A block of data
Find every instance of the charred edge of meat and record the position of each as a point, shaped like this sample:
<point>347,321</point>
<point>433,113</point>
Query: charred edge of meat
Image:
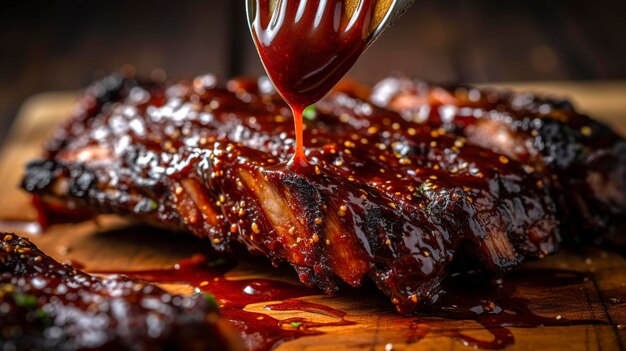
<point>385,196</point>
<point>582,158</point>
<point>50,306</point>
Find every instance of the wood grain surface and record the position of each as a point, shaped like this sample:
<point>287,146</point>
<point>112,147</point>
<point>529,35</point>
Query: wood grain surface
<point>110,243</point>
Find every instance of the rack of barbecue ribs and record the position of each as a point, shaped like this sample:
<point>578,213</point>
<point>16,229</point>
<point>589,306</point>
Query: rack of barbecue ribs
<point>50,306</point>
<point>404,181</point>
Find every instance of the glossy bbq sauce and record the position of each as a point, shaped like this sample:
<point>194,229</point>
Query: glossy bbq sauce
<point>493,304</point>
<point>306,47</point>
<point>259,331</point>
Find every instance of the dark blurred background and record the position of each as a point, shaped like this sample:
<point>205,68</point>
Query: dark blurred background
<point>59,45</point>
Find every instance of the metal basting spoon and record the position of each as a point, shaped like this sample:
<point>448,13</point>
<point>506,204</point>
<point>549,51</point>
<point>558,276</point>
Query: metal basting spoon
<point>386,13</point>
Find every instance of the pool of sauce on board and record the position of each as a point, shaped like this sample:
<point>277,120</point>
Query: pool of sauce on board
<point>492,304</point>
<point>306,50</point>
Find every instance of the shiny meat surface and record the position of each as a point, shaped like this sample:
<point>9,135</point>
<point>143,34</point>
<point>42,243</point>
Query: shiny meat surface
<point>385,196</point>
<point>582,160</point>
<point>46,305</point>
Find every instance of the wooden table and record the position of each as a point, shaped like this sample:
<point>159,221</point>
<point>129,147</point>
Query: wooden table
<point>110,243</point>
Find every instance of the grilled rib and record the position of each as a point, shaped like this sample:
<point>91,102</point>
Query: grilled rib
<point>583,159</point>
<point>384,196</point>
<point>51,306</point>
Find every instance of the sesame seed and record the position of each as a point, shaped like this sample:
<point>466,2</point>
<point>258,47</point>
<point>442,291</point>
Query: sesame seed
<point>255,228</point>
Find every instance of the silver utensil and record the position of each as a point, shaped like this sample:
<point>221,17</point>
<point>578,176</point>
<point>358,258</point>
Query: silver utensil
<point>395,9</point>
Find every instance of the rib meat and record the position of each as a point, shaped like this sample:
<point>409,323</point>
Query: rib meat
<point>582,159</point>
<point>50,306</point>
<point>385,196</point>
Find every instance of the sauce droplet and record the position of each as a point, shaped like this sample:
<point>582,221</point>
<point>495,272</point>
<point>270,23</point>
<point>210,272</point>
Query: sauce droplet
<point>306,48</point>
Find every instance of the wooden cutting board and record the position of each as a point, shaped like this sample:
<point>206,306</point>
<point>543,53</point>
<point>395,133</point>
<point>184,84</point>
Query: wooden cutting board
<point>111,244</point>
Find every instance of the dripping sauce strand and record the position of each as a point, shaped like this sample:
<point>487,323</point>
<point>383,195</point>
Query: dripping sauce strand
<point>307,48</point>
<point>467,297</point>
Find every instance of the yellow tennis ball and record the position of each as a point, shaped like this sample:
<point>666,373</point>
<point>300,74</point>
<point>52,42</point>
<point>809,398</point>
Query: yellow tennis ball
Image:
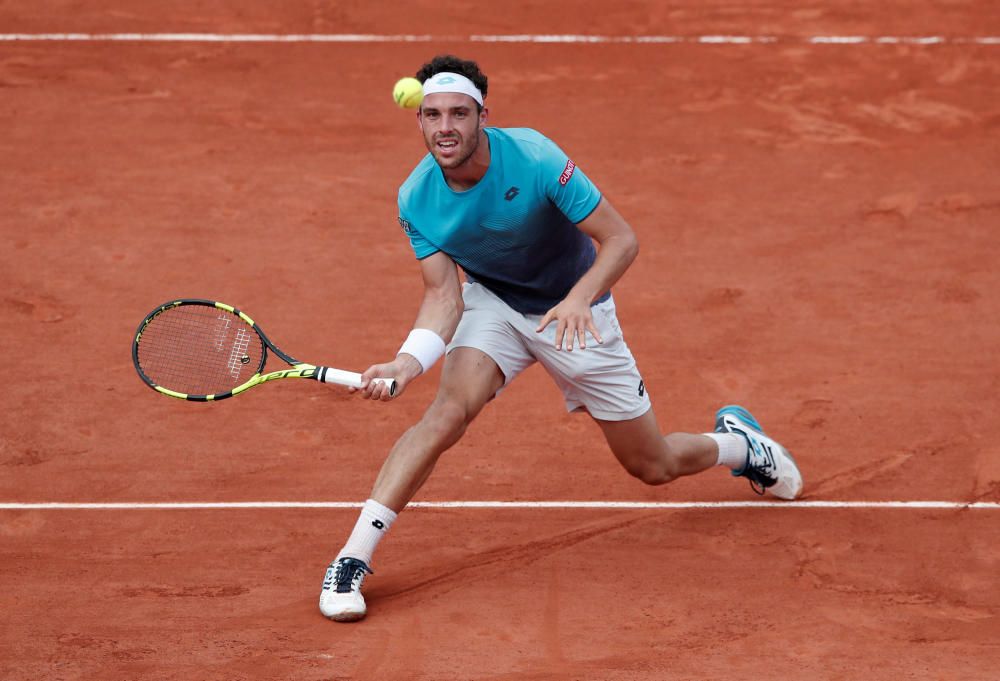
<point>408,93</point>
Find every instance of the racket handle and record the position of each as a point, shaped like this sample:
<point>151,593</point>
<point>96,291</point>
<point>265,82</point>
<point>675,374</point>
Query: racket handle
<point>351,379</point>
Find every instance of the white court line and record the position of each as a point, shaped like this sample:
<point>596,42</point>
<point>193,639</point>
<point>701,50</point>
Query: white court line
<point>511,38</point>
<point>629,505</point>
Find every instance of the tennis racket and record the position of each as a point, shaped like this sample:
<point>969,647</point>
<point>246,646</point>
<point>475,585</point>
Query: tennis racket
<point>205,351</point>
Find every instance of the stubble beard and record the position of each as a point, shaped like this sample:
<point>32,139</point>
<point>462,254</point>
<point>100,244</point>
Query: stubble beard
<point>456,161</point>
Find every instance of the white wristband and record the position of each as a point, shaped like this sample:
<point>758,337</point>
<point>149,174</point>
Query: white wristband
<point>425,345</point>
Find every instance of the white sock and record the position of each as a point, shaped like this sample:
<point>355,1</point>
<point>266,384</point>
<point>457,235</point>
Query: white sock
<point>374,521</point>
<point>732,450</point>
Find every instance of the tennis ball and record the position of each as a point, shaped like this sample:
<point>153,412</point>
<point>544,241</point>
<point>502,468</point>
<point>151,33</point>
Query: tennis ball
<point>408,93</point>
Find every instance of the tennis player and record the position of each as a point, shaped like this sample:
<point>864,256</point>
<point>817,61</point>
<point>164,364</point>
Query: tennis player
<point>510,209</point>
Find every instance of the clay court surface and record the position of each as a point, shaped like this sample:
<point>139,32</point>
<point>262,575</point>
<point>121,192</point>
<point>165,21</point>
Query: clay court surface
<point>819,239</point>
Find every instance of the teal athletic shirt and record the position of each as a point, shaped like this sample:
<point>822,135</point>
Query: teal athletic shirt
<point>515,231</point>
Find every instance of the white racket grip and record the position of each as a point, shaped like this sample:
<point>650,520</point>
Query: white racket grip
<point>351,379</point>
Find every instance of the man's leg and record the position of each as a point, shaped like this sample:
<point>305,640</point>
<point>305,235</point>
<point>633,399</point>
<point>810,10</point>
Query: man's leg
<point>648,455</point>
<point>469,379</point>
<point>738,443</point>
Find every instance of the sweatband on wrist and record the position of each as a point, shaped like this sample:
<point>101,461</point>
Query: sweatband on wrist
<point>425,345</point>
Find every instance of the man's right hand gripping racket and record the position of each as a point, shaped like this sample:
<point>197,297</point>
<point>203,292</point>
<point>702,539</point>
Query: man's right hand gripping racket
<point>206,351</point>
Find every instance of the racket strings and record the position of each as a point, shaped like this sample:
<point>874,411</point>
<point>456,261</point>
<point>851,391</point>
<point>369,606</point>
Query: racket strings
<point>199,350</point>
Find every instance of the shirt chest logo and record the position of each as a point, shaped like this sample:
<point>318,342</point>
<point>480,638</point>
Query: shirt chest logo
<point>567,173</point>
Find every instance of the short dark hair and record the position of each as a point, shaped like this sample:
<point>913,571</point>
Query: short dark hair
<point>453,64</point>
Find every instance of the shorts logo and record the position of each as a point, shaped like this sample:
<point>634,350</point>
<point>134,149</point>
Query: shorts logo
<point>567,173</point>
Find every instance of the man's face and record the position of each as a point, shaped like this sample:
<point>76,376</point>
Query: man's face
<point>451,125</point>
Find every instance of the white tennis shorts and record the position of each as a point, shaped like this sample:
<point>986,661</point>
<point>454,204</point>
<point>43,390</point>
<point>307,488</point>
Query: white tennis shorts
<point>602,379</point>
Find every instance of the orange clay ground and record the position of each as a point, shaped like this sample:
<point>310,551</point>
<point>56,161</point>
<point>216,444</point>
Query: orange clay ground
<point>818,228</point>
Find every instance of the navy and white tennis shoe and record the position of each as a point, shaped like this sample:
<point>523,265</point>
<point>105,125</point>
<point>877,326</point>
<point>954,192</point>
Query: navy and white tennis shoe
<point>769,466</point>
<point>341,598</point>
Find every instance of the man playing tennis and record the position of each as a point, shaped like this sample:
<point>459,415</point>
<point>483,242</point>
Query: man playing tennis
<point>520,219</point>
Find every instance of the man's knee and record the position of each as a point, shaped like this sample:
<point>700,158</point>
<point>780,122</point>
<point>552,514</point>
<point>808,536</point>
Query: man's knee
<point>653,467</point>
<point>446,419</point>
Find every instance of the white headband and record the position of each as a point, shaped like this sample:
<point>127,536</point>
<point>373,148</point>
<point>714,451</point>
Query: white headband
<point>452,82</point>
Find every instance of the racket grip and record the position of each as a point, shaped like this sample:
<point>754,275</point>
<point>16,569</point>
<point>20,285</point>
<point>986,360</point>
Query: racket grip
<point>351,379</point>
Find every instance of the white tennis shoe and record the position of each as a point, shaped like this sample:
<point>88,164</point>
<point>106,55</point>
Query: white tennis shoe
<point>341,598</point>
<point>769,466</point>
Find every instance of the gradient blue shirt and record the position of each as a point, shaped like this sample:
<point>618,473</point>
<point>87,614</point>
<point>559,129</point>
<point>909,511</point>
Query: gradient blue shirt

Exercise
Reproduce verbatim the part of the items that opens with the line containing "Find every instance of the man playing" and closes with the line containing "<point>446,419</point>", including both of those lines.

Completed exercise
Find every instance of the man playing tennis and record the position of each as a point, shaped like this sample:
<point>459,415</point>
<point>483,242</point>
Query: man playing tennis
<point>520,219</point>
Find every instance of the man's knee and record the position of each as a point, shaped like this sample:
<point>700,158</point>
<point>780,122</point>
<point>552,514</point>
<point>808,536</point>
Query: man's knee
<point>653,467</point>
<point>446,419</point>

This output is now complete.